_Aim_
Copy out the material below, starting at its first line and ending with the line that contains "233], [267, 208]]". Both of those lines are included. Leave out the pictures.

___ Data supplied

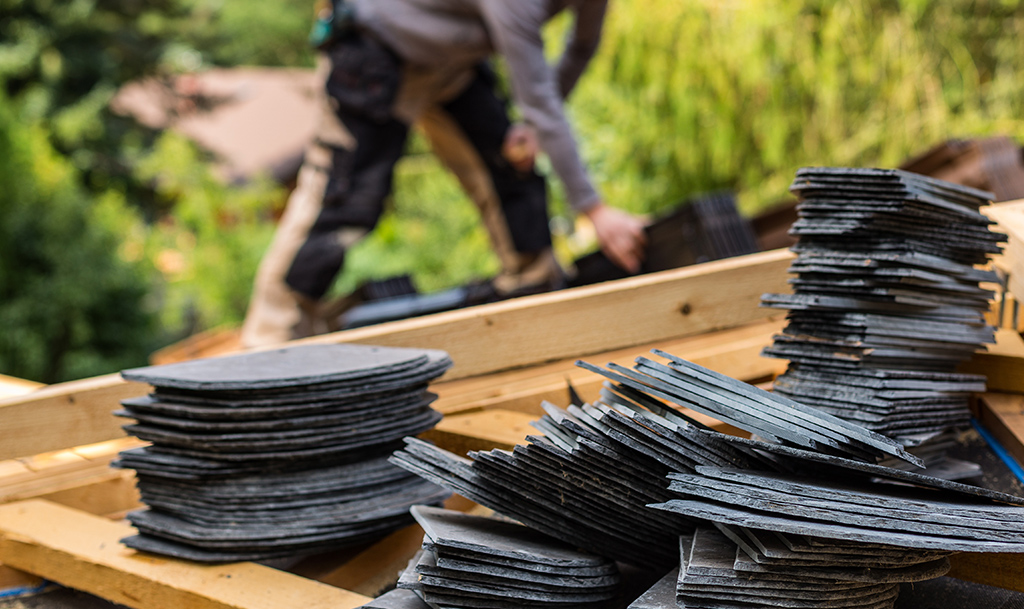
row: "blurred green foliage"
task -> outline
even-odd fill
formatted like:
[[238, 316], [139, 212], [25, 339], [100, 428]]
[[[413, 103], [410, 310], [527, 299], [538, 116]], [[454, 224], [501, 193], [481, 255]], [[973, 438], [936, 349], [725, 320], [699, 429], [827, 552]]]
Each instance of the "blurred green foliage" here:
[[0, 371], [53, 383], [144, 361], [159, 346], [144, 231], [93, 198], [38, 122], [0, 93]]
[[612, 204], [731, 188], [753, 213], [801, 166], [1024, 137], [1022, 5], [613, 0], [573, 122]]
[[284, 188], [267, 178], [229, 185], [184, 136], [164, 133], [139, 159], [170, 211], [148, 226], [146, 258], [161, 271], [161, 327], [173, 338], [241, 324], [259, 258], [273, 233], [267, 208]]
[[[1022, 4], [612, 0], [570, 120], [610, 204], [650, 213], [728, 188], [753, 214], [786, 199], [801, 166], [891, 167], [952, 137], [1024, 139]], [[312, 0], [0, 0], [0, 89], [9, 96], [0, 373], [113, 372], [129, 355], [143, 363], [139, 345], [242, 319], [281, 188], [225, 184], [191, 144], [139, 129], [106, 104], [143, 75], [308, 67], [313, 10]], [[561, 18], [547, 33], [553, 57], [567, 27]], [[403, 272], [433, 291], [497, 271], [473, 205], [422, 138], [395, 184], [391, 210], [350, 253], [336, 291]], [[571, 231], [557, 180], [551, 191], [557, 226]], [[30, 221], [26, 212], [51, 207], [65, 219], [40, 212]], [[556, 236], [566, 261], [582, 247], [567, 236]], [[49, 250], [9, 254], [33, 243]], [[81, 268], [36, 280], [50, 268], [37, 260], [68, 251], [82, 252], [73, 257]], [[124, 322], [137, 321], [130, 333], [93, 320], [86, 293], [103, 310], [156, 311], [159, 324], [127, 310]], [[99, 346], [44, 363], [41, 354], [56, 353], [47, 345], [60, 335], [57, 318], [74, 329], [65, 335]]]

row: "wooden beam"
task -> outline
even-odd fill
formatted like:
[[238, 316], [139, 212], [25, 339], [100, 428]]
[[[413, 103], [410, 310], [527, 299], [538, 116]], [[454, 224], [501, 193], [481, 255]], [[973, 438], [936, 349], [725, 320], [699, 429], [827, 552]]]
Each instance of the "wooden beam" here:
[[471, 450], [509, 450], [525, 443], [526, 436], [541, 433], [529, 426], [537, 418], [537, 415], [498, 409], [450, 415], [420, 437], [463, 456]]
[[35, 381], [26, 381], [25, 379], [0, 375], [0, 397], [25, 395], [26, 393], [38, 391], [43, 387], [46, 387], [46, 385], [36, 383]]
[[0, 460], [124, 437], [125, 421], [111, 412], [121, 400], [148, 390], [108, 375], [0, 400]]
[[297, 343], [366, 343], [447, 351], [446, 380], [735, 328], [777, 313], [785, 250], [330, 334]]
[[1024, 554], [965, 552], [949, 557], [949, 562], [950, 577], [1024, 592]]
[[[651, 349], [658, 348], [741, 381], [770, 379], [784, 372], [786, 362], [761, 357], [761, 350], [771, 344], [772, 336], [783, 325], [781, 317], [772, 318], [676, 341], [658, 341], [593, 354], [585, 359], [600, 365], [610, 361], [632, 365], [637, 356], [649, 356]], [[568, 403], [568, 383], [585, 400], [593, 400], [604, 379], [580, 368], [575, 361], [573, 357], [528, 368], [437, 383], [431, 388], [438, 395], [434, 407], [445, 415], [486, 408], [540, 415], [542, 400], [558, 405]]]
[[996, 332], [995, 340], [995, 345], [972, 355], [956, 372], [984, 375], [989, 391], [1024, 393], [1024, 341], [1006, 328]]
[[[775, 315], [759, 307], [761, 295], [787, 291], [793, 257], [765, 252], [291, 344], [444, 349], [455, 360], [447, 380], [586, 357]], [[111, 411], [147, 391], [109, 375], [0, 400], [0, 461], [122, 437], [123, 422]]]
[[[444, 502], [444, 507], [478, 516], [494, 514], [493, 510], [457, 494], [449, 497]], [[420, 525], [413, 524], [370, 546], [341, 565], [325, 570], [315, 565], [300, 563], [297, 569], [292, 569], [292, 572], [337, 588], [376, 597], [394, 586], [398, 575], [406, 570], [409, 561], [422, 546], [423, 529]], [[316, 559], [313, 558], [312, 561], [315, 562]]]
[[0, 504], [48, 498], [97, 515], [135, 508], [134, 475], [110, 464], [120, 451], [145, 444], [121, 438], [0, 462]]
[[1024, 395], [986, 393], [975, 416], [1017, 463], [1024, 464]]
[[123, 522], [49, 502], [0, 506], [0, 562], [136, 609], [353, 609], [370, 598], [257, 565], [202, 565], [129, 550]]

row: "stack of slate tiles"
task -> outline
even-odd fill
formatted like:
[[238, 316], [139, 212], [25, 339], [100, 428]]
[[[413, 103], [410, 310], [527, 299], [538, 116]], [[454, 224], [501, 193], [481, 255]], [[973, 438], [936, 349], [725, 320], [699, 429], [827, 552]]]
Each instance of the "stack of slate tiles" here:
[[122, 402], [122, 452], [147, 510], [134, 549], [202, 562], [312, 554], [382, 537], [449, 492], [388, 463], [432, 428], [427, 384], [447, 354], [310, 345], [124, 371], [148, 396]]
[[1005, 235], [978, 209], [992, 195], [899, 170], [805, 168], [794, 294], [765, 354], [790, 360], [775, 391], [914, 445], [966, 424], [984, 377], [953, 374], [985, 343], [994, 273], [976, 268]]
[[[871, 599], [862, 606], [892, 607], [895, 583], [941, 575], [949, 553], [1024, 553], [1024, 498], [878, 465], [883, 456], [907, 468], [922, 462], [854, 423], [655, 353], [667, 361], [581, 362], [609, 379], [601, 400], [547, 404], [536, 423], [545, 435], [512, 452], [463, 460], [410, 438], [392, 461], [531, 528], [640, 566], [679, 564], [680, 535], [693, 548], [698, 527], [712, 531], [700, 538], [726, 531], [731, 554], [716, 576], [793, 584], [756, 606], [861, 606], [837, 604], [861, 594], [857, 602]], [[753, 437], [716, 432], [678, 406]], [[665, 492], [673, 498], [650, 501]], [[686, 607], [744, 606], [735, 591], [694, 592], [698, 583], [689, 579], [686, 594], [723, 598]]]
[[520, 524], [415, 506], [423, 549], [398, 580], [434, 606], [599, 607], [615, 596], [615, 563]]

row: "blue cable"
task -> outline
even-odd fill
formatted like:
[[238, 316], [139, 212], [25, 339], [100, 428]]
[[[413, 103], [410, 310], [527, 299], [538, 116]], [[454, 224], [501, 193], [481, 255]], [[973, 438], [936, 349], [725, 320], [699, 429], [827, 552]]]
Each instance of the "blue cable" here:
[[971, 425], [973, 425], [974, 429], [978, 431], [978, 434], [986, 442], [988, 442], [988, 445], [992, 448], [992, 452], [994, 452], [996, 456], [1002, 460], [1002, 463], [1007, 464], [1007, 467], [1010, 468], [1010, 471], [1013, 473], [1013, 475], [1017, 476], [1017, 479], [1020, 480], [1021, 482], [1024, 482], [1024, 468], [1021, 467], [1021, 464], [1017, 463], [1017, 460], [1014, 459], [1014, 455], [1010, 454], [1010, 452], [1002, 447], [1002, 444], [1000, 444], [999, 441], [996, 440], [995, 437], [992, 436], [992, 434], [989, 433], [987, 429], [985, 429], [984, 427], [981, 426], [980, 423], [978, 423], [977, 419], [972, 419]]
[[39, 594], [39, 593], [43, 592], [44, 590], [46, 590], [50, 585], [51, 585], [51, 583], [49, 581], [43, 579], [42, 583], [40, 583], [39, 585], [35, 585], [35, 586], [33, 586], [33, 585], [16, 585], [14, 588], [7, 588], [7, 589], [4, 589], [4, 590], [0, 590], [0, 599], [11, 599], [11, 598], [14, 598], [14, 597], [24, 597], [24, 596], [28, 596], [28, 595]]

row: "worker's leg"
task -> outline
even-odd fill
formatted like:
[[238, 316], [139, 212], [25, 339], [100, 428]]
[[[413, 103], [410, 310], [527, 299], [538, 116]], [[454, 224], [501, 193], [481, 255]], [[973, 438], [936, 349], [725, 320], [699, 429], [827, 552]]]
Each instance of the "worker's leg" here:
[[345, 251], [380, 218], [408, 127], [344, 116], [326, 121], [319, 135], [257, 272], [242, 332], [246, 347], [330, 330], [315, 308]]
[[499, 296], [561, 287], [564, 275], [551, 250], [547, 185], [536, 172], [518, 172], [502, 157], [510, 121], [494, 83], [478, 75], [419, 124], [480, 210], [502, 264], [494, 280]]
[[328, 179], [328, 172], [321, 166], [329, 159], [325, 146], [314, 146], [306, 153], [298, 183], [278, 223], [270, 248], [256, 271], [249, 310], [242, 325], [244, 347], [289, 341], [295, 338], [296, 329], [303, 321], [296, 295], [285, 284], [285, 273], [319, 215]]

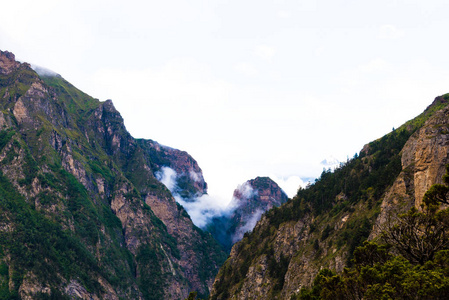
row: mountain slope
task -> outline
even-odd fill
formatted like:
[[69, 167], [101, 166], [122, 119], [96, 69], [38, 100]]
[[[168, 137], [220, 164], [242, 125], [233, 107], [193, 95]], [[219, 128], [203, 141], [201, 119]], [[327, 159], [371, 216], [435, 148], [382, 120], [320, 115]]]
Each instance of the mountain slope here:
[[[0, 110], [3, 295], [208, 293], [224, 253], [154, 176], [164, 162], [149, 152], [160, 147], [135, 140], [110, 100], [93, 99], [59, 75], [39, 77], [0, 52]], [[201, 173], [187, 153], [171, 153]], [[165, 163], [182, 165], [172, 157]], [[191, 185], [186, 193], [206, 188]]]
[[321, 268], [341, 272], [388, 213], [418, 206], [448, 163], [449, 95], [266, 213], [234, 245], [211, 299], [290, 299]]
[[229, 214], [215, 217], [207, 230], [226, 251], [253, 230], [256, 222], [267, 210], [285, 203], [288, 196], [268, 177], [256, 177], [234, 190]]

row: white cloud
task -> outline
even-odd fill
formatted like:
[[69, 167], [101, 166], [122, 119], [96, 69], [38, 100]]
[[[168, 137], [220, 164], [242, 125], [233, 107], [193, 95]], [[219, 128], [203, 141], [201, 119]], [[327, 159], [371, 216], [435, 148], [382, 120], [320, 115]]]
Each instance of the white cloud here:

______

_Answer below_
row: "blurred green foliage"
task -> outline
even-odd fill
formatted like:
[[238, 316], [139, 212], [25, 339], [100, 428]]
[[[413, 103], [410, 310], [527, 299], [538, 116]], [[454, 224], [501, 193], [481, 255]], [[973, 438], [936, 349], [725, 320], [699, 429], [827, 552]]]
Each instance of the "blurred green foliage" here:
[[0, 371], [53, 383], [144, 361], [159, 346], [144, 231], [93, 198], [38, 122], [0, 93]]
[[612, 204], [731, 188], [753, 213], [801, 166], [1024, 137], [1022, 5], [613, 0], [573, 122]]
[[284, 188], [267, 178], [229, 185], [184, 136], [164, 133], [139, 159], [170, 211], [148, 226], [146, 258], [161, 271], [161, 327], [173, 338], [241, 324], [259, 258], [273, 233], [267, 208]]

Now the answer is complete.